**What you will do:** Reproduce every line of the entries below, requests included, shifting each x and y coordinate in the answers up by 32 and leaving the pictures out.

**Excerpted data:**
────────
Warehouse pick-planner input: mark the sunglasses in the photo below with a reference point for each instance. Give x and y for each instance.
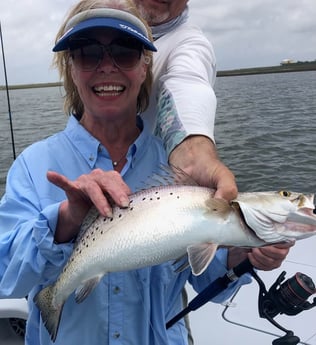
(87, 54)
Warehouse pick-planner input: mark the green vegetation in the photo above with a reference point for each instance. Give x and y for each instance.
(282, 68)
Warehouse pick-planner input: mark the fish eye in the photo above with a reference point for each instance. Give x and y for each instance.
(285, 193)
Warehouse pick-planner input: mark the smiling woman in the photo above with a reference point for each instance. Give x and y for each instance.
(104, 55)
────────
**Reply to the exercise:**
Warehouse pick-planner input: mark the sunglasses in the photo below with a reference point for each instance. Give x and y for each instance.
(119, 86)
Warehouse pick-planner input: mark the green vegetation in the photo above with a reference point for each instance. Give x and y for each instance.
(314, 100)
Warehouse pick-planner input: mark the fish eye in the photo above with a reference point for each instance. Give x and y for each instance.
(317, 225)
Warehouse pick-planner input: mark the smiling woman in the photo above with a reference point for each instance. Give x and y for each instance.
(136, 87)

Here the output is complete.